[Natural-language object grounding data]
· · · · ·

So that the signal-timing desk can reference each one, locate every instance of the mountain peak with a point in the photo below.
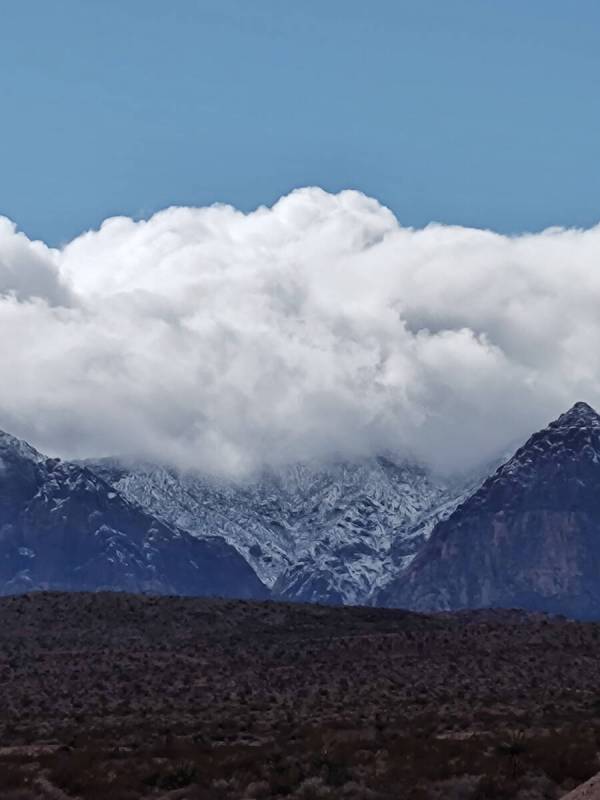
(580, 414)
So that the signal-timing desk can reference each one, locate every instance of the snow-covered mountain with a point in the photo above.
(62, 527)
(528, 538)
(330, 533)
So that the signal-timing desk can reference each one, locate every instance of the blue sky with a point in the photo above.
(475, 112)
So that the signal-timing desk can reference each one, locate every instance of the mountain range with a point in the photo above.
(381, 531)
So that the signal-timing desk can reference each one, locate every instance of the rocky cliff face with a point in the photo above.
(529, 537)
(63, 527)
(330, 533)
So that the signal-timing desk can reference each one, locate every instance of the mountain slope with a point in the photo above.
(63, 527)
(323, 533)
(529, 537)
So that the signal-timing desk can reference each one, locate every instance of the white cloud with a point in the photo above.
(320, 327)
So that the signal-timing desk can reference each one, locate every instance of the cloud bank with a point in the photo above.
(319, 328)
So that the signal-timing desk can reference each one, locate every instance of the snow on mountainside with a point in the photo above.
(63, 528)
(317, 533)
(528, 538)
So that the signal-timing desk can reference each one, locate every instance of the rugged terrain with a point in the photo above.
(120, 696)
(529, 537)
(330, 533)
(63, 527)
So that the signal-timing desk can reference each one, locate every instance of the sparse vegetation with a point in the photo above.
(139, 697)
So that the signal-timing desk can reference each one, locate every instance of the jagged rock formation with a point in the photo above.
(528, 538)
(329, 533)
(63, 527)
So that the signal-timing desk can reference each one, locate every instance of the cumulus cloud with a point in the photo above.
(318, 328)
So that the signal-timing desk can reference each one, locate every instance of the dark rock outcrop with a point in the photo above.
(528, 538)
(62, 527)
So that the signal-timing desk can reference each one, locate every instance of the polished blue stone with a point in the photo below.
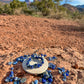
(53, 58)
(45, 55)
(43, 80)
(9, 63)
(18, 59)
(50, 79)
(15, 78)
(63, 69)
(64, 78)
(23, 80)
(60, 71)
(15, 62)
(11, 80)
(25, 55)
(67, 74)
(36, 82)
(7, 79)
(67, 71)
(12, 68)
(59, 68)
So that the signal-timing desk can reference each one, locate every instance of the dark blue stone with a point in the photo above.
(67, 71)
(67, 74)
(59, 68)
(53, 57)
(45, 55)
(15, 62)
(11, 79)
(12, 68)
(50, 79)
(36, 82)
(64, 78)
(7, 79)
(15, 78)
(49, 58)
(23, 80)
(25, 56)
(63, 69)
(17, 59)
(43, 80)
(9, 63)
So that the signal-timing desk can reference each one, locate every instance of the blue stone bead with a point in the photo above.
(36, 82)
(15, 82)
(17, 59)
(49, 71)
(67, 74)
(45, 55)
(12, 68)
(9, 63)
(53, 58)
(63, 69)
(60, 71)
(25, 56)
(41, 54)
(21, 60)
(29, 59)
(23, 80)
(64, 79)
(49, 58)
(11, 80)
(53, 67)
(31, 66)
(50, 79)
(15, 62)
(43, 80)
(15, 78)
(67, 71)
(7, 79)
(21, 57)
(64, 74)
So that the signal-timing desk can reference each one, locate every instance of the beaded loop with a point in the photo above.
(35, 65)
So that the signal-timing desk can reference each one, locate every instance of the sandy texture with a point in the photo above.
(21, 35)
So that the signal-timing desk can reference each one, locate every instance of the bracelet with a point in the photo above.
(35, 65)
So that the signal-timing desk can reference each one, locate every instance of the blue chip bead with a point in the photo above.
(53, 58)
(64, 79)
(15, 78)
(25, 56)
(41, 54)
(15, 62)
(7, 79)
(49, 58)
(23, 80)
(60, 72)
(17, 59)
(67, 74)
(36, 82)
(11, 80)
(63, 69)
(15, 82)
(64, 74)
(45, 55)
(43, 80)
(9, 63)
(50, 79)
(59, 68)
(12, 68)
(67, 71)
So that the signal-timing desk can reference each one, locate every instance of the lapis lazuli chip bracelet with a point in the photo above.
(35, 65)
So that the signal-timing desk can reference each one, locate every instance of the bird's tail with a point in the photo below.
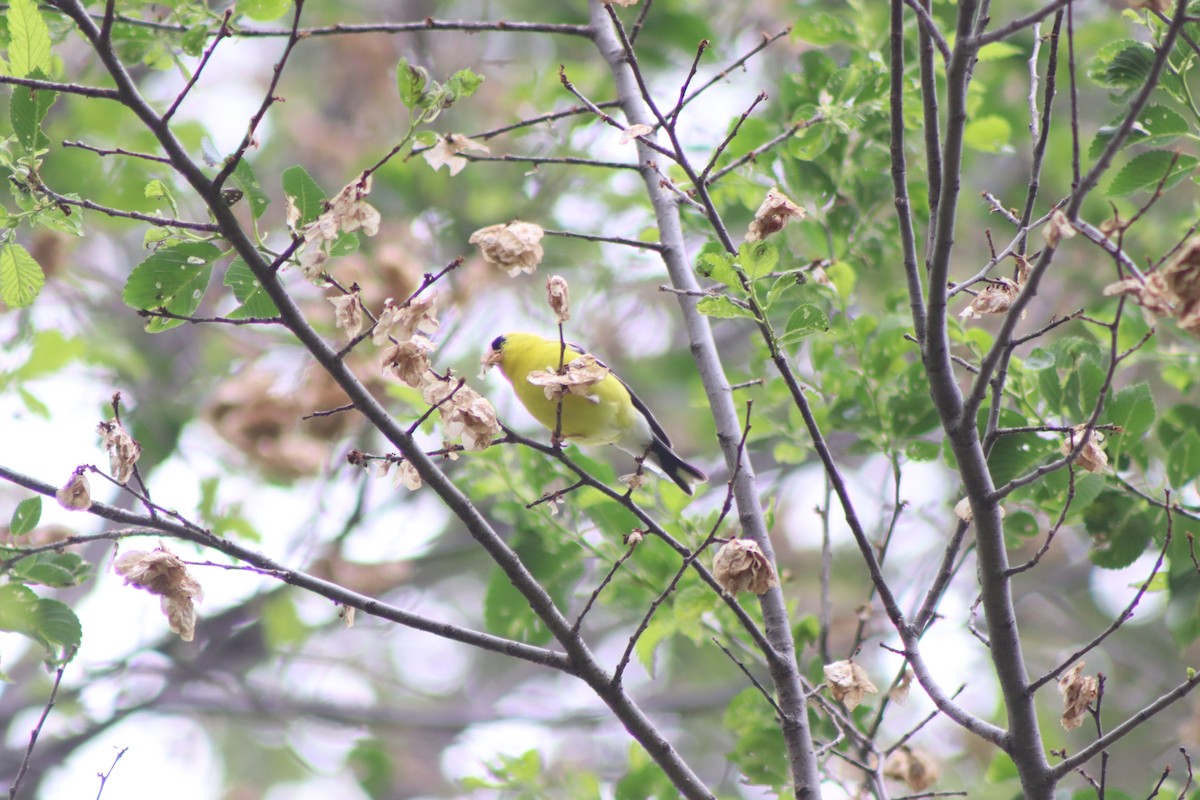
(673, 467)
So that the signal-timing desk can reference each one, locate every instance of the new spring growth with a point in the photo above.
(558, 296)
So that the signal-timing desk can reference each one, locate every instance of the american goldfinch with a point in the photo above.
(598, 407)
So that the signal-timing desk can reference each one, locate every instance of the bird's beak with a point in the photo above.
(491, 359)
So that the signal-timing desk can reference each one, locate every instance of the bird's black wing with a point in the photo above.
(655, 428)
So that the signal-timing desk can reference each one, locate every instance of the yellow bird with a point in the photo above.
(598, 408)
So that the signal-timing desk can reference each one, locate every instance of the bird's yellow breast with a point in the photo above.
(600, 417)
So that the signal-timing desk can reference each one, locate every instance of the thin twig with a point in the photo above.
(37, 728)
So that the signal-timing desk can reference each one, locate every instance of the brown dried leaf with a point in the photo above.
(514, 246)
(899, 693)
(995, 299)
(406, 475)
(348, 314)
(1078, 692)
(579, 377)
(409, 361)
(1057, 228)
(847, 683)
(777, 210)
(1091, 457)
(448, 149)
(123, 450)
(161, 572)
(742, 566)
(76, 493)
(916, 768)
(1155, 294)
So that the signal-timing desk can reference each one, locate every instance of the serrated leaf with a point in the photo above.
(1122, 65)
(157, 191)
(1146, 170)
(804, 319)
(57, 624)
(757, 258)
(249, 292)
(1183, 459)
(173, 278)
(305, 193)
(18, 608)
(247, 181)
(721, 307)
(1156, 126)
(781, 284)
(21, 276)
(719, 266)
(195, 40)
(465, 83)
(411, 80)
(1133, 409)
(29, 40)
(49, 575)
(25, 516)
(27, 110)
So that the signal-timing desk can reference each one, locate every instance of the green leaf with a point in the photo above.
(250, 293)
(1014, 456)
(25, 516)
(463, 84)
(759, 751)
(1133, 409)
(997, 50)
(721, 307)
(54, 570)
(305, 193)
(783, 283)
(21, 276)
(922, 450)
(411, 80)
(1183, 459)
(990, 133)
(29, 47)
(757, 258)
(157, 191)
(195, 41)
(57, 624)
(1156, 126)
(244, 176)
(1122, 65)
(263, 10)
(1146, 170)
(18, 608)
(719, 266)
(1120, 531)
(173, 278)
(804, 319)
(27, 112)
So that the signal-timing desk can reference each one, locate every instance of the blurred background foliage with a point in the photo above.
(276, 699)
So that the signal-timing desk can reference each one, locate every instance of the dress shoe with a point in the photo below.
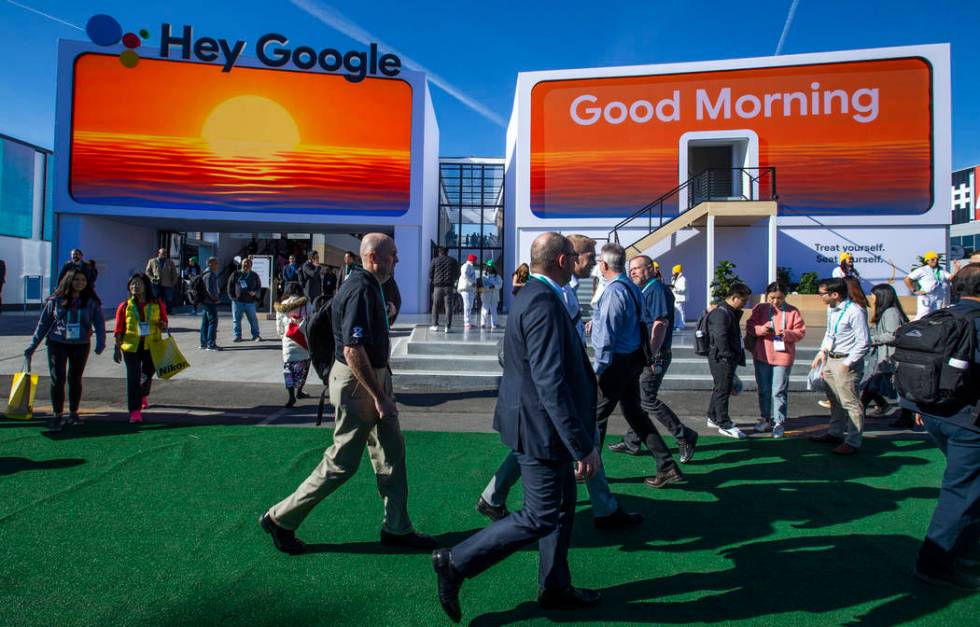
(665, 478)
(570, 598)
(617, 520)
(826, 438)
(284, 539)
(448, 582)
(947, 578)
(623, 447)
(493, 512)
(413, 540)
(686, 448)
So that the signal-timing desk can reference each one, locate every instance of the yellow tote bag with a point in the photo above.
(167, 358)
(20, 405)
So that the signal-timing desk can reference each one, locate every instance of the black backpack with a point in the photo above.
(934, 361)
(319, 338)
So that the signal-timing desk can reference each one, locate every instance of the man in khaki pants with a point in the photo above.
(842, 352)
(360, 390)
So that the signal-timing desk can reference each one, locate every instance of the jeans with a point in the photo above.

· · · · ·

The answer consists only of the lines from the one containing "pants with a point in the photo above." to the end of the records, each written out exactly.

So that the signal-timing desk can reference each one, locate every instance of the man in khaki pants with a point in the photo above.
(842, 352)
(360, 390)
So that the signal-timing desk can reference each one, locate every instance of the jeans with a point in the photo above.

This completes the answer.